Your task is to write out exactly the lines from the line containing "Point to every instance of the yellow jeep" through the end of the records, inclusive at both ends.

* * *

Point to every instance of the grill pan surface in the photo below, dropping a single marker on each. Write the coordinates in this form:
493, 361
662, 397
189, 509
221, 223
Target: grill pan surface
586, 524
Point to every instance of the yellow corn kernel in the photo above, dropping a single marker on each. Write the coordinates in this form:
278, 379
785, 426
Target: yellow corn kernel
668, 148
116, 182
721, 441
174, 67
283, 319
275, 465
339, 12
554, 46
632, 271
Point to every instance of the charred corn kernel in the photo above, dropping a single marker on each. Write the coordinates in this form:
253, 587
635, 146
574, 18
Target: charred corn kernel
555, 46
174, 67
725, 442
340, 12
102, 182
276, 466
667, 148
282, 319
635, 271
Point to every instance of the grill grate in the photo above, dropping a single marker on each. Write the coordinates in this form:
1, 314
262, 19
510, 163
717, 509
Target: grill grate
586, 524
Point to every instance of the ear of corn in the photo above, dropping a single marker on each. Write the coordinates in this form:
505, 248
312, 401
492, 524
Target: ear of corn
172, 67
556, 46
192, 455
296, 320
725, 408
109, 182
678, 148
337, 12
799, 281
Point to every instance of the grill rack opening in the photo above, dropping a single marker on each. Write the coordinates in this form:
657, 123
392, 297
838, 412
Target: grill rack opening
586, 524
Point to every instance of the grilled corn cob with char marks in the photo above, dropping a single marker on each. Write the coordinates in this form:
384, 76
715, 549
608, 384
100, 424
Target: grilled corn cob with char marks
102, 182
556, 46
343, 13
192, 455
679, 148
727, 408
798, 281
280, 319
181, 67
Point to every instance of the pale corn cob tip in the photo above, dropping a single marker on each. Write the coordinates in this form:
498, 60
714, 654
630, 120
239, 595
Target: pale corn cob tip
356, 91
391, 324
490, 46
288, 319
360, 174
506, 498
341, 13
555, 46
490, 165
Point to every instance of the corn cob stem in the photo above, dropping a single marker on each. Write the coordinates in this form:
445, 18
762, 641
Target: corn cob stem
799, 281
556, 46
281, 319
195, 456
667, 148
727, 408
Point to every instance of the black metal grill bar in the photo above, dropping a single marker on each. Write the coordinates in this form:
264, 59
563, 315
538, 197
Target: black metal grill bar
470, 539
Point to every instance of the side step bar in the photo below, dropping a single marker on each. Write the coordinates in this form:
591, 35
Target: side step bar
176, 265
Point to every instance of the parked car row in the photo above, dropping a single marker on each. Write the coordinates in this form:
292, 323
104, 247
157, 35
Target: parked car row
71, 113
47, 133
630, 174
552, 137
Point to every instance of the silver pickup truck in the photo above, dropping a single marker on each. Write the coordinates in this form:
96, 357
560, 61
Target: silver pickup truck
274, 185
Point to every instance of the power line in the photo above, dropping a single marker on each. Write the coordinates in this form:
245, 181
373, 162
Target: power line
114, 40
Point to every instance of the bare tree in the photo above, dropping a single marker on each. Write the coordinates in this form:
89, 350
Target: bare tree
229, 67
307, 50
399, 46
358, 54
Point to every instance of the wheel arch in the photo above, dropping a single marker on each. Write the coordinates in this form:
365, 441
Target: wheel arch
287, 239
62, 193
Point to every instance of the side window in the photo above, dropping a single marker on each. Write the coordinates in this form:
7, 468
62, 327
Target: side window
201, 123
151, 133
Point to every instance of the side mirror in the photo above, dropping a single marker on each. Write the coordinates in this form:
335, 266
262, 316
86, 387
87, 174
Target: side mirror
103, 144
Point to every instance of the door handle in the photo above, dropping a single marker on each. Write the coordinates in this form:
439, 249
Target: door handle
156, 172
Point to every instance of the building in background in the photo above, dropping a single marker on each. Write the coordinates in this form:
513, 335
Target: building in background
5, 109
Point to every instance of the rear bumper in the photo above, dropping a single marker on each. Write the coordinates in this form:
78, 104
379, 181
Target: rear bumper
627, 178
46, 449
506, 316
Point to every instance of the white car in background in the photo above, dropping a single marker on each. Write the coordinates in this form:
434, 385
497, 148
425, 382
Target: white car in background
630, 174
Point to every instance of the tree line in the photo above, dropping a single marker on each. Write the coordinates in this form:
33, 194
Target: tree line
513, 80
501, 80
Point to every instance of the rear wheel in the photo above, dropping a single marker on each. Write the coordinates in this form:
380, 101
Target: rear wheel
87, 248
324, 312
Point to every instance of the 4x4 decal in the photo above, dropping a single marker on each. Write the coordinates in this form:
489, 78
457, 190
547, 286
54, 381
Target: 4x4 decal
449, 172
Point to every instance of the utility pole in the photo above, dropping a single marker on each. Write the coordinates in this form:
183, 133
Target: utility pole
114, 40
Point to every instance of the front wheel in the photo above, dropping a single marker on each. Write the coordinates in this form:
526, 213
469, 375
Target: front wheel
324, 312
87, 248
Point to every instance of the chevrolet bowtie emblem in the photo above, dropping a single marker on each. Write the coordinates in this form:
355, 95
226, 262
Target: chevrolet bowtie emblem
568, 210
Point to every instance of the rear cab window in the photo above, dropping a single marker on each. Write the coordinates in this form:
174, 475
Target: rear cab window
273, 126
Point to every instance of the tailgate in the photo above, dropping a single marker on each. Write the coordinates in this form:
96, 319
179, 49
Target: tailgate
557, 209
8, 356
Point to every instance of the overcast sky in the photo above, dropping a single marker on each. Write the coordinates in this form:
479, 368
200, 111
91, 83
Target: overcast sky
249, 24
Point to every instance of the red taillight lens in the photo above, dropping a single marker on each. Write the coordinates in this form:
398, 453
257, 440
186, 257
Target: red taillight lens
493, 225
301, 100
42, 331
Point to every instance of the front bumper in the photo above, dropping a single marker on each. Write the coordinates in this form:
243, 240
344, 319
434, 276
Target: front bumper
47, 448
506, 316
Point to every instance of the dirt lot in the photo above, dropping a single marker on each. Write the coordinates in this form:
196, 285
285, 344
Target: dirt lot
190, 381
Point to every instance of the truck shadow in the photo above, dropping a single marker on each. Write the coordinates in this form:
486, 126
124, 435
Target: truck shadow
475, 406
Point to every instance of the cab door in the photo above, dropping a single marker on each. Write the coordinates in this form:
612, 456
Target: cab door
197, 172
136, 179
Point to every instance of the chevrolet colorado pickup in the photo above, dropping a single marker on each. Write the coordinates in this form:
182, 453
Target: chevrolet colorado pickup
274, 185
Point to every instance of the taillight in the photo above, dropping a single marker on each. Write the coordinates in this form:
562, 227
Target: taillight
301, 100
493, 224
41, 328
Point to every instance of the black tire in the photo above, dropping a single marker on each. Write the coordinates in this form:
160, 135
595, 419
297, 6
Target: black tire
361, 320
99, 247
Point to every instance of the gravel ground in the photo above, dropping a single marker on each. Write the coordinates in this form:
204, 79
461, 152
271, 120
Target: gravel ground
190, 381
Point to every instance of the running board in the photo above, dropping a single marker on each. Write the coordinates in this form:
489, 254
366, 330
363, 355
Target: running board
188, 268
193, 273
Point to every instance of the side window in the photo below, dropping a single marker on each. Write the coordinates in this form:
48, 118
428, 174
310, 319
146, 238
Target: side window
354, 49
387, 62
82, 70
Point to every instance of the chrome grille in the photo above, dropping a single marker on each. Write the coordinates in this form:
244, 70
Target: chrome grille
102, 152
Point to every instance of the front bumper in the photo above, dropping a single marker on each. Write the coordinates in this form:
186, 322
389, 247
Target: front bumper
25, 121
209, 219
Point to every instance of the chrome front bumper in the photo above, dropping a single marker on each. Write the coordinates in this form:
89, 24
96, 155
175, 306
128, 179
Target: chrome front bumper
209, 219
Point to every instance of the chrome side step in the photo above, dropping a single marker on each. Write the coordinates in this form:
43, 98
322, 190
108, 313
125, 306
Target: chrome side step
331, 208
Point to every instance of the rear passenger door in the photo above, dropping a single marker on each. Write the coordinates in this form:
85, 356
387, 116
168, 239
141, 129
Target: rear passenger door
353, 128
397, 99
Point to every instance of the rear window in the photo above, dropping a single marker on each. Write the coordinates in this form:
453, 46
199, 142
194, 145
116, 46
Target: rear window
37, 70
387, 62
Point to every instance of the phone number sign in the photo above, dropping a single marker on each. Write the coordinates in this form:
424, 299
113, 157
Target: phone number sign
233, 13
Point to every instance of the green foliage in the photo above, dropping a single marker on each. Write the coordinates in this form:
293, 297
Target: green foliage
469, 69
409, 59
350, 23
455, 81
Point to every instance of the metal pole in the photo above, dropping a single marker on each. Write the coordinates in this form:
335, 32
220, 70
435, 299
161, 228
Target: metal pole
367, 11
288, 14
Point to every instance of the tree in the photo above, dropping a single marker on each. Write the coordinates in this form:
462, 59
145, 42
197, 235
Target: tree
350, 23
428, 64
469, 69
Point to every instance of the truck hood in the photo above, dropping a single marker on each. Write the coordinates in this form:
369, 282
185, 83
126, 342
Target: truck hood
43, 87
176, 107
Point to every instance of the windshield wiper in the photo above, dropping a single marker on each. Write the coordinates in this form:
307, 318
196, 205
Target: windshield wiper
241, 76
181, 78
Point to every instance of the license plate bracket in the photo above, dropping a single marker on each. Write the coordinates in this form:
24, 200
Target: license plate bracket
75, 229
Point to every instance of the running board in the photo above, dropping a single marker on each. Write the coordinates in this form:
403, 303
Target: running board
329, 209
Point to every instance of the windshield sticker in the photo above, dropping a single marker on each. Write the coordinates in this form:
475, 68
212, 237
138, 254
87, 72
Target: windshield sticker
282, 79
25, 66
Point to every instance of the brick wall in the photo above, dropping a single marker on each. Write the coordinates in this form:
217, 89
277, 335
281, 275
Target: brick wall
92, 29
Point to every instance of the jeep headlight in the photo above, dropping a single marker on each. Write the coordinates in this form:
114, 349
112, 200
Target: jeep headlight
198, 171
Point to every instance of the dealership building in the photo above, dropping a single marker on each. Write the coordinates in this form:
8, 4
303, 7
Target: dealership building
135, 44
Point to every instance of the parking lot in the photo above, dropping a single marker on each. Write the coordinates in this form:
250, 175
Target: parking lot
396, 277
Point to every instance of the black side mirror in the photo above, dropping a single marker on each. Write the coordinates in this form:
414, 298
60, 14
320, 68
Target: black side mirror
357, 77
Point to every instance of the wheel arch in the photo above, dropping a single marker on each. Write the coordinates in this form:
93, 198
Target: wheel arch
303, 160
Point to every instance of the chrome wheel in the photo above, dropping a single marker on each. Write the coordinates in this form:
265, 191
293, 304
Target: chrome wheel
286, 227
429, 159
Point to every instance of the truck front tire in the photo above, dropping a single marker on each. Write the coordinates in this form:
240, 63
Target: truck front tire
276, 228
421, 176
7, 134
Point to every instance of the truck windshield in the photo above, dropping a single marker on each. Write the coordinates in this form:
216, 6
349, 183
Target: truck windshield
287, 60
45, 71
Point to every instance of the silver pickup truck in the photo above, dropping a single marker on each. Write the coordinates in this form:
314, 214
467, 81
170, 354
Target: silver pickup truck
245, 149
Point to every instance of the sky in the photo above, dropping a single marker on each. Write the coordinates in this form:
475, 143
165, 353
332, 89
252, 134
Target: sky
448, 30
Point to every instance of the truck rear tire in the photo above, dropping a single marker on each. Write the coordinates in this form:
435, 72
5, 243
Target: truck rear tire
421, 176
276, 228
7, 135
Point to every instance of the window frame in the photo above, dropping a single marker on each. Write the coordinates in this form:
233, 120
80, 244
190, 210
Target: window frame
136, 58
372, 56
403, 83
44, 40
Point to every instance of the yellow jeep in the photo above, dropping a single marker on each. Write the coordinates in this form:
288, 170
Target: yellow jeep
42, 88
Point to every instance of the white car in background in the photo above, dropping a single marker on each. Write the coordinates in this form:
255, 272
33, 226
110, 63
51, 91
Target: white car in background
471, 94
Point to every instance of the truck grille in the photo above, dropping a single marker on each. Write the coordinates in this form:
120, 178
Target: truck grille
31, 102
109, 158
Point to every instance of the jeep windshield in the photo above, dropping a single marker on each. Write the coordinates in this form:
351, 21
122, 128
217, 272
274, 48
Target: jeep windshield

* * *

### TASK ANSWER
Point to every instance of the yellow jeep in the photo above, dropping a single marker on each. Write the coordinates in this form:
288, 170
Target: yellow jeep
42, 88
Point to every instance of the white car in background in the photo above, dropping a single marker on each. Write the coordinates in this form:
255, 272
33, 226
110, 63
51, 91
Target: white car in background
471, 94
Point to every instance of the truck grille in the photo above, dropping a single marker on each. Write the coordinates in this form:
120, 178
Target: truck grille
31, 102
109, 158
Point to every instance of the jeep windshield in the photo above, dropping a single marker on each. Write the coordinates in this form:
351, 21
122, 128
217, 272
274, 48
Target: jeep windshield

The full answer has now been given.